Rescale the records from their start through the line containing "[85,55,254,231]", giving every line again with the requests included. Multiply each bounding box coordinate in the answers by 2.4, round it to a whole number with halves going up, and return only that span.

-- Begin --

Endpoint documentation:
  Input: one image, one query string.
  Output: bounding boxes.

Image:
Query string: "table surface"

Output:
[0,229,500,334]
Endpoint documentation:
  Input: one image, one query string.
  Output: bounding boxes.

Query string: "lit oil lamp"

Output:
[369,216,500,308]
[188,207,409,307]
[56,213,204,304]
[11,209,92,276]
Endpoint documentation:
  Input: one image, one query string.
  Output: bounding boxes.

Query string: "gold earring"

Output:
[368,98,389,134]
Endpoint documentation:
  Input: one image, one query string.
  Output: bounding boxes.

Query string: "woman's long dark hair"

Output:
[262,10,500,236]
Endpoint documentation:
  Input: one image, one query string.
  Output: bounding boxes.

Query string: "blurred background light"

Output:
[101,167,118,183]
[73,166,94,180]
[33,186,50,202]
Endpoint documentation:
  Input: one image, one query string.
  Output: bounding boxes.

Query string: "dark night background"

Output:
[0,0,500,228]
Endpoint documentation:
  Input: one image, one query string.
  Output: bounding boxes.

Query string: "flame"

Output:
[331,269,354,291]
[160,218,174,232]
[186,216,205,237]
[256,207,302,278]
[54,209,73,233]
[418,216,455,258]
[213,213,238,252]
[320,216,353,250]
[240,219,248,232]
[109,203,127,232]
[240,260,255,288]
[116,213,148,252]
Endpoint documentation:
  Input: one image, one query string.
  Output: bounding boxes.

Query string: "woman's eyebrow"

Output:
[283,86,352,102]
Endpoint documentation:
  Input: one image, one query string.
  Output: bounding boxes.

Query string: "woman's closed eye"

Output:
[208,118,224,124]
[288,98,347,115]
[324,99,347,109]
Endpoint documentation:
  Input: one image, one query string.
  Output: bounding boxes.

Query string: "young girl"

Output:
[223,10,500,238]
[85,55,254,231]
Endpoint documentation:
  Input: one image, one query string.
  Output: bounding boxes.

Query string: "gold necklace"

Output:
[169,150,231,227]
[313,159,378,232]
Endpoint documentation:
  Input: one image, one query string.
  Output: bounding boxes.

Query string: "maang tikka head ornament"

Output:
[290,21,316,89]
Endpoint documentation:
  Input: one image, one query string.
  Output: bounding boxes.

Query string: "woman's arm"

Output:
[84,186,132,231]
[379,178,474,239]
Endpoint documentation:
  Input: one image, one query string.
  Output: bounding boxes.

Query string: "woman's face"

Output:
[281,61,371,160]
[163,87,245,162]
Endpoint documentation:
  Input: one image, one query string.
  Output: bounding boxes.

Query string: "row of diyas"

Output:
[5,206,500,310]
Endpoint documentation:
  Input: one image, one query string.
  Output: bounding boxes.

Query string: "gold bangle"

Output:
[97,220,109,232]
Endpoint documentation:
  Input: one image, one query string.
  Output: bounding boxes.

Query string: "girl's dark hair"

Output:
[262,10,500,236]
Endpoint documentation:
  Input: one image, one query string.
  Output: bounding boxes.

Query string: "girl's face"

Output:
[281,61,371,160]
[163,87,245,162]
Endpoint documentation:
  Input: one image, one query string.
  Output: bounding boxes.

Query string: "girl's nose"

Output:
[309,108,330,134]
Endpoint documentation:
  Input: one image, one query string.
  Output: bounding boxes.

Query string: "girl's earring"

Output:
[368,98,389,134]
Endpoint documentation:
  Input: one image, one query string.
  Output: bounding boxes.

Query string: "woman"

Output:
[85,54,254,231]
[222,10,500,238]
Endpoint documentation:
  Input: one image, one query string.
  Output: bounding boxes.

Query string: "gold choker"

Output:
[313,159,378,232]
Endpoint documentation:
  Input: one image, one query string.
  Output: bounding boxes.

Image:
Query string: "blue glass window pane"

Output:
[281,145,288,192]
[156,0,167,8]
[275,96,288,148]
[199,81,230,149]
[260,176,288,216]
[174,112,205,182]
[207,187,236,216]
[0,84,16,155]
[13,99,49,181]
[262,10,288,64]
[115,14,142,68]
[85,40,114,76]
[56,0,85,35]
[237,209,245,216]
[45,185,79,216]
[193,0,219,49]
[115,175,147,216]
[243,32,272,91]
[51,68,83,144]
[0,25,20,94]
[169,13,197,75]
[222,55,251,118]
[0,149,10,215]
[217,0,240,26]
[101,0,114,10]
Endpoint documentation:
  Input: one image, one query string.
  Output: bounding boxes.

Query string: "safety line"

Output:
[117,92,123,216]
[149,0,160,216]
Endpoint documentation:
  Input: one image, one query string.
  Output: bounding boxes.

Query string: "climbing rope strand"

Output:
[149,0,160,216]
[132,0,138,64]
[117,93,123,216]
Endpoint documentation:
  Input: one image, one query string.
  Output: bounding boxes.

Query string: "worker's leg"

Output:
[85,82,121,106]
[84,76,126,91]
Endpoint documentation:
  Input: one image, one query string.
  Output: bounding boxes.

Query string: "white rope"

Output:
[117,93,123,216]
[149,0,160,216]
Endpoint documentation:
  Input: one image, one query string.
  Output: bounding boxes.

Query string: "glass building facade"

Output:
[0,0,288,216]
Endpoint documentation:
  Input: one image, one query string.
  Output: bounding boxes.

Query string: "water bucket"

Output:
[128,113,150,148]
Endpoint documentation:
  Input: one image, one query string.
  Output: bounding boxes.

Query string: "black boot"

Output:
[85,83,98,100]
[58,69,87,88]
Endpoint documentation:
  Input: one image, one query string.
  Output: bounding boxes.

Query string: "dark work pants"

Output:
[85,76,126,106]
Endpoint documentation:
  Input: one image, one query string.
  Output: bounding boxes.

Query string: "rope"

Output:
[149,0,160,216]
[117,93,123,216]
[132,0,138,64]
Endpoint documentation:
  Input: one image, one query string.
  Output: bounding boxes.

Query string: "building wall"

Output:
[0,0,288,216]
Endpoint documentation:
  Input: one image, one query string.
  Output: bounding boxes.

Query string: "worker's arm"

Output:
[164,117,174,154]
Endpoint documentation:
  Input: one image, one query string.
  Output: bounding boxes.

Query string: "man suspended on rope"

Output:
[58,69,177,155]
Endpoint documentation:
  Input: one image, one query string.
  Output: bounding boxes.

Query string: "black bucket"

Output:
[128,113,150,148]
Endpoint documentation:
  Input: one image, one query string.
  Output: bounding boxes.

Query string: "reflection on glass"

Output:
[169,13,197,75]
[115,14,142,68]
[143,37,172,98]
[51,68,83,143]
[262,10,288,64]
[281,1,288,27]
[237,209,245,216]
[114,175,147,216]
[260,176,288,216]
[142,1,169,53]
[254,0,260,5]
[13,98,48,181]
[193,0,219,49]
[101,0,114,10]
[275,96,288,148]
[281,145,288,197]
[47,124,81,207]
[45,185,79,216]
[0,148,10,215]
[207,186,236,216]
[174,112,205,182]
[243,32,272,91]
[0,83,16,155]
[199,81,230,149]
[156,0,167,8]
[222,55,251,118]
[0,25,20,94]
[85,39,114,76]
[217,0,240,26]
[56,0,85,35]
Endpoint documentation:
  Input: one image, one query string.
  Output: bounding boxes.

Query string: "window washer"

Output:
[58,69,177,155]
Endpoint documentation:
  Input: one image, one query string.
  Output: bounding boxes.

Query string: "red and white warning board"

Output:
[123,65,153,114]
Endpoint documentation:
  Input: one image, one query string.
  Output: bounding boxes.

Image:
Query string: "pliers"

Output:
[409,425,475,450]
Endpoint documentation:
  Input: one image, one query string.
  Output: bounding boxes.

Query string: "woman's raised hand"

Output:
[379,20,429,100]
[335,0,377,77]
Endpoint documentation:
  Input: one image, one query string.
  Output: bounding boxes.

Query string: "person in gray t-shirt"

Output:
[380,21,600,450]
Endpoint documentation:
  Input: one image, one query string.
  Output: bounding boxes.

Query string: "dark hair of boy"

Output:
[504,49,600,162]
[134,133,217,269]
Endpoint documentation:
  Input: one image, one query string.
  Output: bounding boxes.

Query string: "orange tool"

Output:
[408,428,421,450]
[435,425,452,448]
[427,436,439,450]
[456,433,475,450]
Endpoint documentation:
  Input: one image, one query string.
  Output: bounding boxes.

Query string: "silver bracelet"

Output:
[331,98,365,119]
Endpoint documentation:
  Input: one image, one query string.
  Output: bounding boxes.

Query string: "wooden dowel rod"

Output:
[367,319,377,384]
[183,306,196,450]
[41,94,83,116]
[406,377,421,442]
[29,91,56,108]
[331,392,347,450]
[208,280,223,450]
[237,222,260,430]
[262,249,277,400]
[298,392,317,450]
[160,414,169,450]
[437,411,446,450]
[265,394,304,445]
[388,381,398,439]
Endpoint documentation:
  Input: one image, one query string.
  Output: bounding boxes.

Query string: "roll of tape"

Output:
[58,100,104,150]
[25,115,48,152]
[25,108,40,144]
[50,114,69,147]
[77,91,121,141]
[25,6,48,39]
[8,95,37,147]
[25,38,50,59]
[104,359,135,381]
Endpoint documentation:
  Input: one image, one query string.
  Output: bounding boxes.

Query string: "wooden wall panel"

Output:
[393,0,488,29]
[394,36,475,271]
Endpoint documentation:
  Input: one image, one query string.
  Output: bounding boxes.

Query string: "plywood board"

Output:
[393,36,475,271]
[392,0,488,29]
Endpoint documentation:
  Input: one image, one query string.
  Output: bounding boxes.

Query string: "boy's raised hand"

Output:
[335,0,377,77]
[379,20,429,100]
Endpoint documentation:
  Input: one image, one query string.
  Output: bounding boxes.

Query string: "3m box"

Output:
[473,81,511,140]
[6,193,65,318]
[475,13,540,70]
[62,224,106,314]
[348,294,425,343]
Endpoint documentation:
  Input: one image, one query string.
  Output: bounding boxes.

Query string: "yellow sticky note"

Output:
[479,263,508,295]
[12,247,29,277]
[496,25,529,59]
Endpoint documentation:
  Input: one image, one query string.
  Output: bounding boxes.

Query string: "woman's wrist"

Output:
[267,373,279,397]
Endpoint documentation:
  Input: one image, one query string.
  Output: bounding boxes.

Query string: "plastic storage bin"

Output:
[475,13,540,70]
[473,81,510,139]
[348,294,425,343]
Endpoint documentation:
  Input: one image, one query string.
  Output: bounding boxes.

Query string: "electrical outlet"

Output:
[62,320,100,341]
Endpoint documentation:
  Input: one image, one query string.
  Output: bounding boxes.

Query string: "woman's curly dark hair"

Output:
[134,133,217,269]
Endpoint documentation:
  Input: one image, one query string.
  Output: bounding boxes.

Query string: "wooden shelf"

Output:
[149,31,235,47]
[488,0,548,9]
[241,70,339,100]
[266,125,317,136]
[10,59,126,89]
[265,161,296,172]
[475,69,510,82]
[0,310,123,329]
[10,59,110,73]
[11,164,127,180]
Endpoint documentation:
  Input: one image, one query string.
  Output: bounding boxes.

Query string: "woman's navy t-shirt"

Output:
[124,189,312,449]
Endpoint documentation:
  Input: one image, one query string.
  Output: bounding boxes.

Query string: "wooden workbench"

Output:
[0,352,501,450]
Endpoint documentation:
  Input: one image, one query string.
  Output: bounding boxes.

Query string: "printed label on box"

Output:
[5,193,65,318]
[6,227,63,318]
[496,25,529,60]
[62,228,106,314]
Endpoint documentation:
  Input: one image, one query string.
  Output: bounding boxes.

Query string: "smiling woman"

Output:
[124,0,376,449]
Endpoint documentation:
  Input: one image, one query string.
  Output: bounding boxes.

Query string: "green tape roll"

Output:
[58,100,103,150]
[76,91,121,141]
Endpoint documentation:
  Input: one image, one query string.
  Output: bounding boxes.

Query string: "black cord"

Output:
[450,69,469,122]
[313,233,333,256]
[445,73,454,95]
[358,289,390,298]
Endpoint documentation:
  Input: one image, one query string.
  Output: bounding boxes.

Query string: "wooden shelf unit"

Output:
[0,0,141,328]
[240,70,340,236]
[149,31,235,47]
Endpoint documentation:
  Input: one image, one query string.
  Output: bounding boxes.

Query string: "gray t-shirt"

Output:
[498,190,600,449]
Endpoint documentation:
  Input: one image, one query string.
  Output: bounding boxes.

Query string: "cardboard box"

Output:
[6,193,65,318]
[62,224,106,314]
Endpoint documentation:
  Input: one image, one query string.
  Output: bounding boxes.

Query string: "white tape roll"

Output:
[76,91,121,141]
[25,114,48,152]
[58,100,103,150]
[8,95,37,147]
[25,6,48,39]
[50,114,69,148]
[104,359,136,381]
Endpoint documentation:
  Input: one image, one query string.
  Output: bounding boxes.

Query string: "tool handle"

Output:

-- End --

Problem solution:
Endpoint documentation:
  Input: one image, one query string.
  Output: bounding boxes.

Image:
Query string: "table surface"

Output:
[0,550,1200,802]
Endpoint documentation:
  Input: one image, one query string.
  Output: bounding boxes.

Query string: "lit oil lamp"

Output:
[886,518,1200,739]
[451,497,982,737]
[134,511,490,730]
[26,502,221,662]
Endpoint documentation:
  Input: one image, one query string.
  Output: bounding boxes.

Query string: "gold earring"

Output:
[883,235,934,322]
Endpoint documentation:
  Input: one image, one query string.
  Output: bounding boxes.

Query string: "woman's long dark hair"

Output:
[629,24,1200,566]
Endpoint documentation:
  Input: one image, one query string.
  Output: bounding boxes.

Query string: "blurred background light"

Output:
[242,401,283,439]
[175,398,226,432]
[79,446,120,485]
Endpoint documentation:
  Input: one image, one query string.
  Output: bounding boxes.

Query string: "dark night background"

Output:
[0,0,1200,547]
Endpoint documentation:
  Input: one image, one query string.
  Output: bounding boxes.

Query string: "flame"

Output:
[794,646,850,698]
[384,523,418,557]
[446,518,492,569]
[614,497,725,667]
[130,502,175,559]
[1003,518,1092,619]
[511,511,571,605]
[768,518,847,600]
[576,526,595,557]
[262,487,305,557]
[576,624,612,691]
[278,511,355,605]
Endpoint documentation:
  Input: one image, one query string.
  Output: bounding boxes.

Query string: "woman's eyebrow"

Output:
[679,206,845,245]
Endpoint documentation:
  Input: one image, one query string.
  Output: bounding boxes.

Query string: "woman's closed eye"

Output:
[499,283,538,298]
[691,235,833,276]
[778,238,833,262]
Endpoint documentation:
  Input: one image, one query string.
  Output: bounding boxes.

Query string: "young girl"

Output:
[535,24,1200,571]
[204,132,610,554]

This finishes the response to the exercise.